(Saved entries)
+ + +
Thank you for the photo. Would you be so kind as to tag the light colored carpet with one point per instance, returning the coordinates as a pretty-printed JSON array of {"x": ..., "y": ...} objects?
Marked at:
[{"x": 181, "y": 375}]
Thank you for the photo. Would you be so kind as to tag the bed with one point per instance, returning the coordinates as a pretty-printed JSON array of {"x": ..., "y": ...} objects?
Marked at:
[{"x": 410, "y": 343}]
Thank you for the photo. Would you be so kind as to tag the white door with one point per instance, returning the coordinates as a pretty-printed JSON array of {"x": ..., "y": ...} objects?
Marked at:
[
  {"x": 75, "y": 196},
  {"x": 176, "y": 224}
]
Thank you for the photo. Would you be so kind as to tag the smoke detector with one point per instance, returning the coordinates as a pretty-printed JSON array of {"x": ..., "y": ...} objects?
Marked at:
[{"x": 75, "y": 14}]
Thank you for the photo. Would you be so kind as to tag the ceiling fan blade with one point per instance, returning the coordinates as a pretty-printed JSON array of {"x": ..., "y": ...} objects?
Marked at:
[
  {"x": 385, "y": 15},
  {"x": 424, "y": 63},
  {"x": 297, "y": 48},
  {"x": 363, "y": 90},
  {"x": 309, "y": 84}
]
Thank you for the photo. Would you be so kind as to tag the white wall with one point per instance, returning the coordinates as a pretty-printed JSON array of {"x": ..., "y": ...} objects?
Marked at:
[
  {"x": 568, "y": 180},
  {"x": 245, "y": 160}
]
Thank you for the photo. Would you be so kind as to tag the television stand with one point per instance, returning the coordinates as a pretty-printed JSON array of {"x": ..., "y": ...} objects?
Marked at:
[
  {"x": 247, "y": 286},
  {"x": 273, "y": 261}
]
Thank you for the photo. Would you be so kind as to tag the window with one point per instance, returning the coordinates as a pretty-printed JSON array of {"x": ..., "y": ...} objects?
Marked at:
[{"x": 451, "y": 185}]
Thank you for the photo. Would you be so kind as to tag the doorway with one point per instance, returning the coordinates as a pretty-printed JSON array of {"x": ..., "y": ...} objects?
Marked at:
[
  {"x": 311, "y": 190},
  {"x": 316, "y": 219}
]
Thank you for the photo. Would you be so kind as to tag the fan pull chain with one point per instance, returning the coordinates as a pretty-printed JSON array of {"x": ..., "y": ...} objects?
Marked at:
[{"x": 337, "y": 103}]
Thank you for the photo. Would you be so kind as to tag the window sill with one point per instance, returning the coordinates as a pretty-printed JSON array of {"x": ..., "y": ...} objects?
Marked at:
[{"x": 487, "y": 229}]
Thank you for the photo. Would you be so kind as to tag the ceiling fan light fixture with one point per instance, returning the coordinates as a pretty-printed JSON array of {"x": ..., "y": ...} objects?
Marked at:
+ + +
What is required →
Retype all of the entries shown above, exactly.

Solution to this exercise →
Thank you for the photo. Would you be so kind as to tag the light colored carpet with one point per instance, returning the coordinates as a pretty-printed JSON array of {"x": ..., "y": ...} objects?
Marked at:
[{"x": 181, "y": 375}]
Thank you for the photo. Would you be so kind as to tag the bed with one point per instance, returning the coordinates as a pretty-printed JSON array of {"x": ..., "y": ...} objects?
Marked at:
[{"x": 410, "y": 343}]
Thank you for the photo. Would you be so kind as to tag the white door with one point per instance, returning the coordinates as a pretty-printed JSON array of {"x": ..., "y": ...} objects?
Marked at:
[
  {"x": 75, "y": 196},
  {"x": 176, "y": 224}
]
Thank you for the photo. Would you be so kind as to tag the smoke detector with one point per instance, returning the coordinates as a pretty-printed JSON array of {"x": ..., "y": ...} objects?
Marked at:
[{"x": 75, "y": 14}]
Thank you for the photo. Would you be so kind as to tag the ceiling fan blade with one point per instance, returning the coordinates as a pretty-printed JSON array of {"x": ..., "y": ...} objects?
Marked at:
[
  {"x": 385, "y": 15},
  {"x": 424, "y": 63},
  {"x": 297, "y": 48},
  {"x": 363, "y": 90},
  {"x": 309, "y": 84}
]
Thank you for the photo. Would you be so kind as to tag the white wall with one point per instance, returning the coordinates as a pretty-printed JSON array of {"x": ..., "y": ...} objects?
Marked at:
[
  {"x": 568, "y": 180},
  {"x": 245, "y": 160}
]
Thank you for the photo. Would you be so kind as to tag the television stand with one point per instance, returning the coordinates as a pretty-printed JSON array of {"x": ..., "y": ...} objects?
Marked at:
[
  {"x": 247, "y": 286},
  {"x": 273, "y": 261}
]
Thank you for the photo. Would you be so kind as to tag the window with one point per instance, returning the coordinates as a pretty-printed JSON array of {"x": ..., "y": ...} objects?
Marked at:
[{"x": 451, "y": 185}]
Thank you for the photo. Would you be so kind as to tag the doorway with one point per instance, returning the coordinates as a pretty-printed JSON array of {"x": ..., "y": ...} objects?
Marked at:
[
  {"x": 311, "y": 190},
  {"x": 316, "y": 219}
]
Thank you for the photo. Would you be so kind as to tag the fan pull chain with one point per instance, returning the coordinates as a pretty-printed JSON array of {"x": ..., "y": ...} objects?
Marked at:
[{"x": 337, "y": 103}]
Thank you for the photo. Would you be so kind as to tag the window sill with one point per instance, returning the coordinates as a pretty-printed JSON array of {"x": ..., "y": ...} objects?
Marked at:
[{"x": 487, "y": 229}]
Thank you for the photo. Would you be so kind as to tag the ceiling fan light fixture with one point per instance, returning the coordinates as a pretty-printed JSON array of {"x": ..., "y": ...} objects?
Marked at:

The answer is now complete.